PROVIDED DATA:
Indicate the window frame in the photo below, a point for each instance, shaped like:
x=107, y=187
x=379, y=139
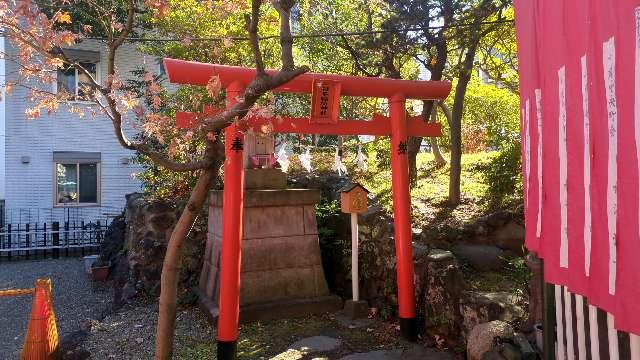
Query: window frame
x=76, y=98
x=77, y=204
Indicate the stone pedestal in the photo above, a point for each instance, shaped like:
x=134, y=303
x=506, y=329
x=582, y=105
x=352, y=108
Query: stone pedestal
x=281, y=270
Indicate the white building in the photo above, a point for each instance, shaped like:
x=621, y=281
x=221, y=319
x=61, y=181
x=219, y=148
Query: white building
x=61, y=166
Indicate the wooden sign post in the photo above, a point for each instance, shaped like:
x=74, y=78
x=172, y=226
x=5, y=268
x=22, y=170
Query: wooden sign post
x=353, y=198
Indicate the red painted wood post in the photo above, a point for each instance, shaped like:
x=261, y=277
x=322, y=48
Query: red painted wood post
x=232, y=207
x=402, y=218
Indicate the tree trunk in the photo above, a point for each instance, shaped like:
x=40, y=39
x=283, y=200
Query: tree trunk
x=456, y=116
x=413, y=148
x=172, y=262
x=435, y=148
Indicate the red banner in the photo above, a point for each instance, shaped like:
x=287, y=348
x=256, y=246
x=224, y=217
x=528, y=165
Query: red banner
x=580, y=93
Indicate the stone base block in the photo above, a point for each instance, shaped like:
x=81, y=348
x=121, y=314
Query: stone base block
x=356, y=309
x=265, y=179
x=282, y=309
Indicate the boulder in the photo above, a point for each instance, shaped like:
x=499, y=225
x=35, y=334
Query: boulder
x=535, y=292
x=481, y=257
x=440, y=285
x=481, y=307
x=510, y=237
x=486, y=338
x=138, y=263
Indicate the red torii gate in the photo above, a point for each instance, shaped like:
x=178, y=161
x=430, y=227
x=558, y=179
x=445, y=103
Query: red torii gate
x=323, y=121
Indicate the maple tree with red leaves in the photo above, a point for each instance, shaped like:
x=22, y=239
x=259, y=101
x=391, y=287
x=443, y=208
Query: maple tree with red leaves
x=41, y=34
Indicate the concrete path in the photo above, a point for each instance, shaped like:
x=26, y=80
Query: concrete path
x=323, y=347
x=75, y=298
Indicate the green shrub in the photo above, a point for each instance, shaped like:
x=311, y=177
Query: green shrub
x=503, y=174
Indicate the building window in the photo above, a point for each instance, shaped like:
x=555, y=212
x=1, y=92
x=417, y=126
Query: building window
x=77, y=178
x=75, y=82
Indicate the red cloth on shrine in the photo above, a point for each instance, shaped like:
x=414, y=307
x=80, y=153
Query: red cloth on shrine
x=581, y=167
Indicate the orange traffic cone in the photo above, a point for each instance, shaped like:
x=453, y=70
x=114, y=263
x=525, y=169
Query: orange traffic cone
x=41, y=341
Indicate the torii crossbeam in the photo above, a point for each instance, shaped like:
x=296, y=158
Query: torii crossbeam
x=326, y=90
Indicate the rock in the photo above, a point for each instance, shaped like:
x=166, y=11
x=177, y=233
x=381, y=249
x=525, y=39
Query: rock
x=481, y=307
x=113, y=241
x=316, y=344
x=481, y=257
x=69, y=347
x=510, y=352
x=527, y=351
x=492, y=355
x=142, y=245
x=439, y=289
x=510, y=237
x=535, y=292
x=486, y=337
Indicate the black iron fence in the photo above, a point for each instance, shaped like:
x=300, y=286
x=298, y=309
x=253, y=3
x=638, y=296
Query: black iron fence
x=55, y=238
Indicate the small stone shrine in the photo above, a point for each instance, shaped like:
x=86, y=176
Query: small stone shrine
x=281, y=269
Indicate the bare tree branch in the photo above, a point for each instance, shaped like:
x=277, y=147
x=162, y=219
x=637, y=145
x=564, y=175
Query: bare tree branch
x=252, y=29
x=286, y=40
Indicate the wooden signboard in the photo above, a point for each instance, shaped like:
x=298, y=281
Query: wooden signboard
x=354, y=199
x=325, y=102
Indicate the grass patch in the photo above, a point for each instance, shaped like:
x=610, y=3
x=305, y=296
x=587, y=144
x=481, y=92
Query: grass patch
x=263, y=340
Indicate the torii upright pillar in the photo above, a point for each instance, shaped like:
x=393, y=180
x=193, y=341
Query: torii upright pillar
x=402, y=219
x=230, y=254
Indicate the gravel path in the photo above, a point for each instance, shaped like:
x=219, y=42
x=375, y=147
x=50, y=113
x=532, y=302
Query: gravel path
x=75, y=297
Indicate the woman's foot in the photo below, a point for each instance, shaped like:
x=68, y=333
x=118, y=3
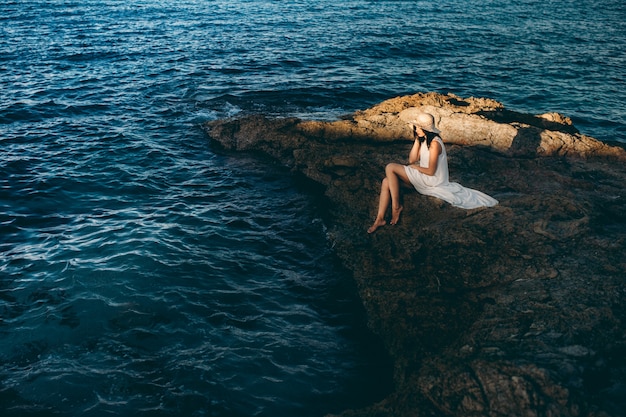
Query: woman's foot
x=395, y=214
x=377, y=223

---

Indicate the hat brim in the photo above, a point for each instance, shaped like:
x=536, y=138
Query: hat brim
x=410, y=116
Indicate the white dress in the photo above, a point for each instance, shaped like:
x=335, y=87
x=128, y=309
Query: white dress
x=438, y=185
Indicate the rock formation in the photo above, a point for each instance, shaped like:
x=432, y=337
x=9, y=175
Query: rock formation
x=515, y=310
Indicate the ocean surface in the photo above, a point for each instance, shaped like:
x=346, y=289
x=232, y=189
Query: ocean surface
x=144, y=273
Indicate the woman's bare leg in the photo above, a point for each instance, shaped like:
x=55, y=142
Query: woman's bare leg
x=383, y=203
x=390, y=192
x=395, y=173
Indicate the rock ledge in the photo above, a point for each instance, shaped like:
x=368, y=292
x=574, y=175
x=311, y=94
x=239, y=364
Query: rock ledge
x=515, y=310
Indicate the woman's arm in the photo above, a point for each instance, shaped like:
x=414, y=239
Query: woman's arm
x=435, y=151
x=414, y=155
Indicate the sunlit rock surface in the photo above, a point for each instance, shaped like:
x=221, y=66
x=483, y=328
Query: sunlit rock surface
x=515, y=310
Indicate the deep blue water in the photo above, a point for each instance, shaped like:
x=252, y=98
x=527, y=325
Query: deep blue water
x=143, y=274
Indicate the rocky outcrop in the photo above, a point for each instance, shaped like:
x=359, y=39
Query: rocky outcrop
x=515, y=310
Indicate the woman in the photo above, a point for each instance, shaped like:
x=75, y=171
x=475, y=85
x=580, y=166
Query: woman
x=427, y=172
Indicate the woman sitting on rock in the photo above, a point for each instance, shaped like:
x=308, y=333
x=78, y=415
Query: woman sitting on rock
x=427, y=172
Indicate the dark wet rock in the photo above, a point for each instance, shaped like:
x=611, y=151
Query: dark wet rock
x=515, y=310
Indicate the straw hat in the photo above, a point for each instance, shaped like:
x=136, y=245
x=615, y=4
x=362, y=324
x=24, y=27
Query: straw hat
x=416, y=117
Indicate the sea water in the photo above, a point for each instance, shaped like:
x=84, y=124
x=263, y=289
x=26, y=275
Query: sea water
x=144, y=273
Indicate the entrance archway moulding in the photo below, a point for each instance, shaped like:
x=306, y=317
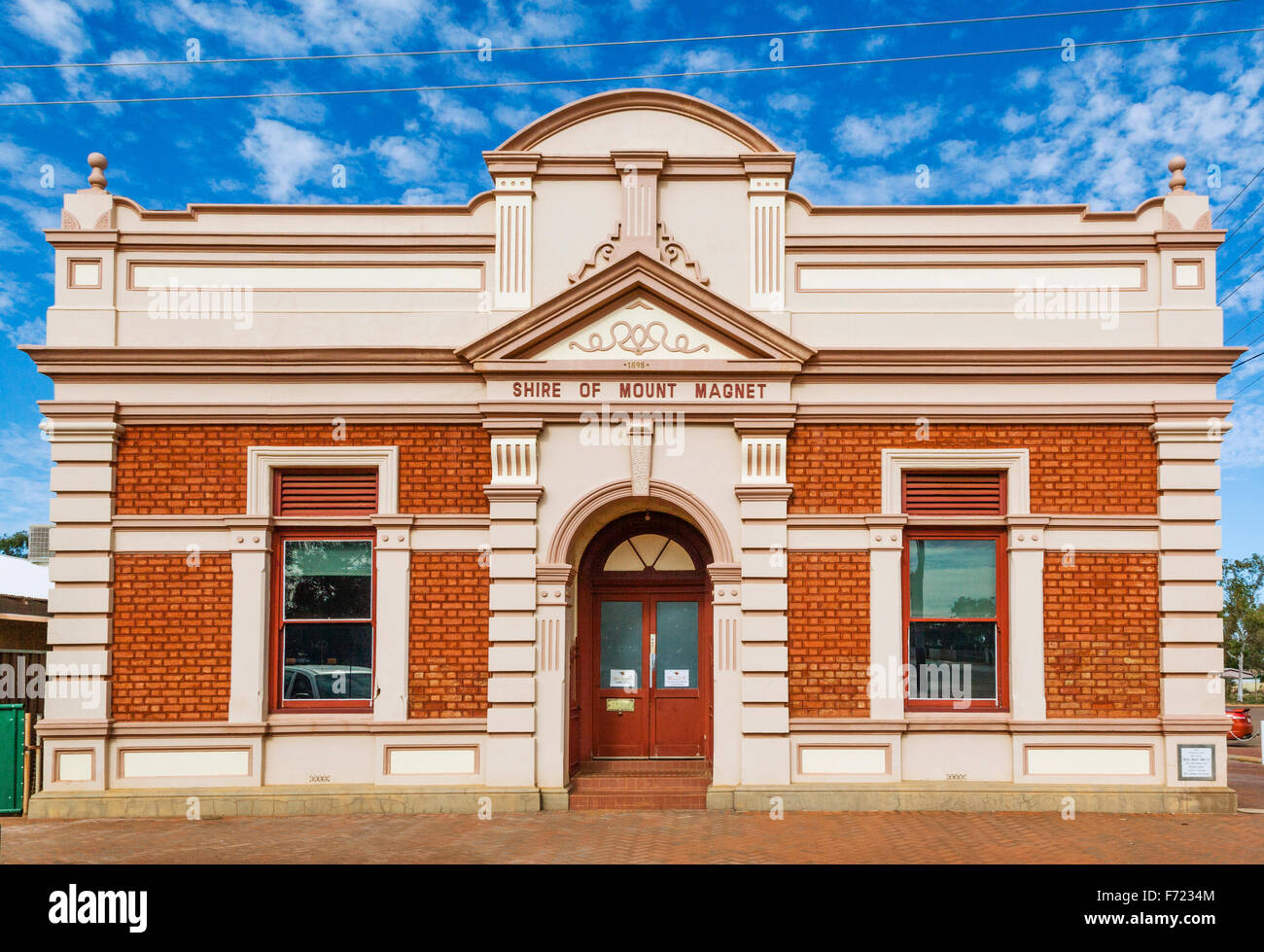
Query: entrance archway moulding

...

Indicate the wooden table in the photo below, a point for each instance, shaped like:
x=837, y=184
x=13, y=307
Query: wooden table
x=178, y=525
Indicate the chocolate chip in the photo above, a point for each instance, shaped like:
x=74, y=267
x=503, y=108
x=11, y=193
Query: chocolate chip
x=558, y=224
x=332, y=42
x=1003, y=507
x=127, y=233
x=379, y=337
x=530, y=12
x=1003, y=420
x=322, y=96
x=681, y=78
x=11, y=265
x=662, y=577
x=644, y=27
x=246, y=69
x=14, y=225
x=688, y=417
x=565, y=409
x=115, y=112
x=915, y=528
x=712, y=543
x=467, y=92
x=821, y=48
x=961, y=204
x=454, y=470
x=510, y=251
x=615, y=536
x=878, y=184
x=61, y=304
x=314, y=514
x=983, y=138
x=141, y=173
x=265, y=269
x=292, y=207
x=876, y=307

EXERCISE OBJECTIVE: Please return every line from the material above where the string "moulding" occurs.

TASK ANSWER:
Indicate the entrance archway moulding in the photo below, a point for each instance, shaped like:
Query: entrance archway moulding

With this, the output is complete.